**Dataset entries**
/---

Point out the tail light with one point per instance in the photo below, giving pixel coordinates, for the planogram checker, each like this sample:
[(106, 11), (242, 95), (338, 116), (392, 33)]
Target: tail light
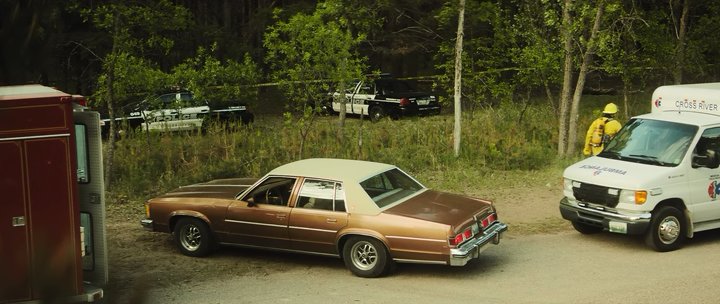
[(462, 236), (469, 233), (487, 221)]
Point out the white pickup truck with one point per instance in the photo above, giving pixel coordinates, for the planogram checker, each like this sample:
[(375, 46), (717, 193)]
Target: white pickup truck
[(658, 177), (385, 97), (177, 111)]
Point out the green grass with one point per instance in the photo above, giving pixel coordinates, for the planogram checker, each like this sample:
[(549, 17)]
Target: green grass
[(500, 147)]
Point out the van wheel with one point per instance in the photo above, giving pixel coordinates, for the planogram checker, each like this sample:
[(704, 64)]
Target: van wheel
[(366, 257), (586, 229), (376, 113), (193, 237), (667, 230)]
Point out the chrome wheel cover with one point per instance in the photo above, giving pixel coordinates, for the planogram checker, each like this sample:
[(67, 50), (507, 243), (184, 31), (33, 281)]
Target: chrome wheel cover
[(363, 255), (669, 230), (190, 237)]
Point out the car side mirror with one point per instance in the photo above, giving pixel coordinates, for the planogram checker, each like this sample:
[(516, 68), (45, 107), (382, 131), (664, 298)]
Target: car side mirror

\---

**Given problem**
Format every line of the entries above as a Markdown table with columns Row and Line, skipping blank lines. Leave the pictures out.

**Task output**
| Row | Line |
|---|---|
| 1 | Point out the tail light with one point per instance in the photo below, giving pixel coordinates, for the planogram checker, each like this sample: |
| 2 | [(106, 11), (242, 95), (338, 116), (392, 33)] |
| 3 | Target: tail light |
| 4 | [(462, 236), (469, 233), (487, 221)] |
| 5 | Point out the white pickup truck with one point per instance in the photo above, giving pixel coordinates, for the planogram checker, each like this sample: |
| 6 | [(375, 46), (717, 193)] |
| 7 | Target: white pickup truck |
| 8 | [(658, 177), (385, 97), (177, 111)] |
| 9 | Point out the green grass with one point per instance in the photo above, giving pixel coordinates, for the planogram checker, each like this sample: |
| 10 | [(549, 17)] |
| 11 | Target: green grass |
| 12 | [(500, 147)] |
| 13 | Point out the van wheel with one point per instance in the photo above, giving pixel coordinates, for the planogram checker, each like this sample: |
| 14 | [(704, 64)] |
| 15 | Target: van wheel |
| 16 | [(366, 257), (586, 229), (376, 113), (193, 237), (667, 230)] |
| 17 | Point out the chrome wheel cover with one point per instance in the photo above, giving pixel coordinates, for the planogram checker, each like this sample: |
| 18 | [(67, 50), (507, 243), (184, 31), (33, 281)] |
| 19 | Target: chrome wheel cover |
| 20 | [(363, 255), (669, 230), (190, 237)] |
| 21 | Point out the car side mirror with one point per instance in the photo above, giving pixel coordinates, for the planogram checker, each like this sample: |
| 22 | [(516, 68), (45, 107), (382, 131), (664, 298)] |
| 23 | Target: car side mirror |